Content starts

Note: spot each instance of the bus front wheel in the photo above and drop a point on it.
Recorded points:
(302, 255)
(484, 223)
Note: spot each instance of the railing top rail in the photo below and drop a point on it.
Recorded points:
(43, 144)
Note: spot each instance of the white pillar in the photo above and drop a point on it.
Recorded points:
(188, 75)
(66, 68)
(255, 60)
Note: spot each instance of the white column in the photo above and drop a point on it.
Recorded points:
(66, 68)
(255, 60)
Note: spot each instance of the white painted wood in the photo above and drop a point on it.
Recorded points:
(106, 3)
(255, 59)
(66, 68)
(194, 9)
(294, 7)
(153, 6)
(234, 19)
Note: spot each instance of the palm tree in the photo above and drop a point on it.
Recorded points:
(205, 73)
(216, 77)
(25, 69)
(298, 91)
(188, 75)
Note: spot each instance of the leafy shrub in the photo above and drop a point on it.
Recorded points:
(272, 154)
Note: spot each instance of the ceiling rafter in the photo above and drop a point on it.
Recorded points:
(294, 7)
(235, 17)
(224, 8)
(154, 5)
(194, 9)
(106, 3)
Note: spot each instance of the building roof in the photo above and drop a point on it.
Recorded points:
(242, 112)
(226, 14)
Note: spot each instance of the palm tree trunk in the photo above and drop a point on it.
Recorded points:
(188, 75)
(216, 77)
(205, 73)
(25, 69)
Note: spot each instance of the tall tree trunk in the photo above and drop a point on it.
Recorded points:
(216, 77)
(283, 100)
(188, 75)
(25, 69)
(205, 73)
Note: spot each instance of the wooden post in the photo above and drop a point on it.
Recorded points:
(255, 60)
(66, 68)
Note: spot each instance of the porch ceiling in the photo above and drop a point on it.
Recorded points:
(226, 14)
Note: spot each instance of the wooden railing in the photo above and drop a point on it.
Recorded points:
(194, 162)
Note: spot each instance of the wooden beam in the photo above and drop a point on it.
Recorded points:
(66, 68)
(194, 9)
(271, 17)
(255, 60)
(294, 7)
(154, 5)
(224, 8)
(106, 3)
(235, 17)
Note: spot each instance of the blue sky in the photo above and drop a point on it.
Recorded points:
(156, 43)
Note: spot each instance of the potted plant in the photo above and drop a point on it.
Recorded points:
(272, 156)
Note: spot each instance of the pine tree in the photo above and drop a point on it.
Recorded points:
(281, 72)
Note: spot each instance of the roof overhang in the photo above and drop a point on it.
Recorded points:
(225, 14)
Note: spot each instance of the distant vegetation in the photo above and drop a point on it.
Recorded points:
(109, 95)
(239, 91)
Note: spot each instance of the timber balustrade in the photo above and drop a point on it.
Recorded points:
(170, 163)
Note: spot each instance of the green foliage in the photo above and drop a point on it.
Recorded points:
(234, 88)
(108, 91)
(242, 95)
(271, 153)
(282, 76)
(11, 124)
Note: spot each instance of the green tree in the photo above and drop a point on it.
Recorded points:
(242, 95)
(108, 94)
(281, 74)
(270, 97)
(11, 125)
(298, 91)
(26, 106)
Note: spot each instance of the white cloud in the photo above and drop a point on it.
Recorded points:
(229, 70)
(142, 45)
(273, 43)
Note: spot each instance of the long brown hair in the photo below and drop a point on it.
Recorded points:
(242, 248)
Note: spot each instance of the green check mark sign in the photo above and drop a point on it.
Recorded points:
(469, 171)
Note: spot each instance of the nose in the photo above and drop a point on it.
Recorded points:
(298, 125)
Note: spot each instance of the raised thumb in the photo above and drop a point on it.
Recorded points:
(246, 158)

Content ends
Content starts

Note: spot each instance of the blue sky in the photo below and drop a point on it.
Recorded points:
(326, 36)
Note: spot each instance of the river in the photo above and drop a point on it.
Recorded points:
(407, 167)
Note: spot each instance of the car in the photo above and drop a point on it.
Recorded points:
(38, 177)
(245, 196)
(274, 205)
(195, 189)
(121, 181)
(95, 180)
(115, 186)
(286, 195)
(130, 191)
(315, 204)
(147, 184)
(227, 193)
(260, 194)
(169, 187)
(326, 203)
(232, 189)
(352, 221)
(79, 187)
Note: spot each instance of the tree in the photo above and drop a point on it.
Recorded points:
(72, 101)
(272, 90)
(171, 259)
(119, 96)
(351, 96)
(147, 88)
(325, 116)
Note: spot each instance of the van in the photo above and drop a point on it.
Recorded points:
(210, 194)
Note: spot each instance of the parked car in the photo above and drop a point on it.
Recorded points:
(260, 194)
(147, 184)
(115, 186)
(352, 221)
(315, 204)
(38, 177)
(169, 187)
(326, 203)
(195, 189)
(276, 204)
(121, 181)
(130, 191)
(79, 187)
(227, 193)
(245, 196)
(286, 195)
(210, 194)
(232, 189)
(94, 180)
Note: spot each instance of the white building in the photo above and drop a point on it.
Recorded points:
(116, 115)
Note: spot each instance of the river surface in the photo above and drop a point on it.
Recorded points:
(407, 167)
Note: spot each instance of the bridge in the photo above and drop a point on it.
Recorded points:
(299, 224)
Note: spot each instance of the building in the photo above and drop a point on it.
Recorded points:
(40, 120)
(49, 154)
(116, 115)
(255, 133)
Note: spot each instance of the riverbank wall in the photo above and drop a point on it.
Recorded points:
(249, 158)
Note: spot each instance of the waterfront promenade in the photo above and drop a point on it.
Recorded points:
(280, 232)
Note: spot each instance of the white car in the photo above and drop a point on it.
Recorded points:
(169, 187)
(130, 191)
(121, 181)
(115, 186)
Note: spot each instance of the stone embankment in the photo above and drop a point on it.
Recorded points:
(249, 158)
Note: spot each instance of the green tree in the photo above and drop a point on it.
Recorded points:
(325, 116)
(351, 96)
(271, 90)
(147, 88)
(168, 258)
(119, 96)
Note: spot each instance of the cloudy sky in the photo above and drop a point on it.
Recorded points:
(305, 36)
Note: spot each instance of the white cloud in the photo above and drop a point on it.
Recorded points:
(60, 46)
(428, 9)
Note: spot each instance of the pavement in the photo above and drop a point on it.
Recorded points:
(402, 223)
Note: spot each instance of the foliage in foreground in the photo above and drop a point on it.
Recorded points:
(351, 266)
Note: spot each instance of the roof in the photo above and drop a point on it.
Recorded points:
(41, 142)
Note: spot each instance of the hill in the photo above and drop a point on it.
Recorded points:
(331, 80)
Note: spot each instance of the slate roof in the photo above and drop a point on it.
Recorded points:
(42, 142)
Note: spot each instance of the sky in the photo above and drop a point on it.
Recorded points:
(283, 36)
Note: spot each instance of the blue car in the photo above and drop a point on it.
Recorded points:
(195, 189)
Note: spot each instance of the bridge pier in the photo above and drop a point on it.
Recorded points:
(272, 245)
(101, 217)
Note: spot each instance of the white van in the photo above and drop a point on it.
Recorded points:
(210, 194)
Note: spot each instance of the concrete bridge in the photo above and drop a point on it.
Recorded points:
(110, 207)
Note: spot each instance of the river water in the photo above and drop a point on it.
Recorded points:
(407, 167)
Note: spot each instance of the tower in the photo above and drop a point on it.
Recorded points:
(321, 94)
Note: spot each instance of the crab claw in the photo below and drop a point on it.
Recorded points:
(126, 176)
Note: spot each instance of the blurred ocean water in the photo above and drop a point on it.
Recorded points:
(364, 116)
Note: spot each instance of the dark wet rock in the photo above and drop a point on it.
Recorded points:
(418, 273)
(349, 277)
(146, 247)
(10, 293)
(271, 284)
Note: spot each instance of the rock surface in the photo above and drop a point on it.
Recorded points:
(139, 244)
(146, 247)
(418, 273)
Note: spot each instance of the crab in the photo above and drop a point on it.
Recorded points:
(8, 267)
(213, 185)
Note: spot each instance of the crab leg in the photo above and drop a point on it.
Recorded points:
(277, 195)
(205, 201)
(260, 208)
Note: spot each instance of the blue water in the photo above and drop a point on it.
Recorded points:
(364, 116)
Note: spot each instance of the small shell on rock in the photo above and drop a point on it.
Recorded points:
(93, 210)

Content ends

What is the number of lines in the records that contain the string "palm"? Give only that number.

2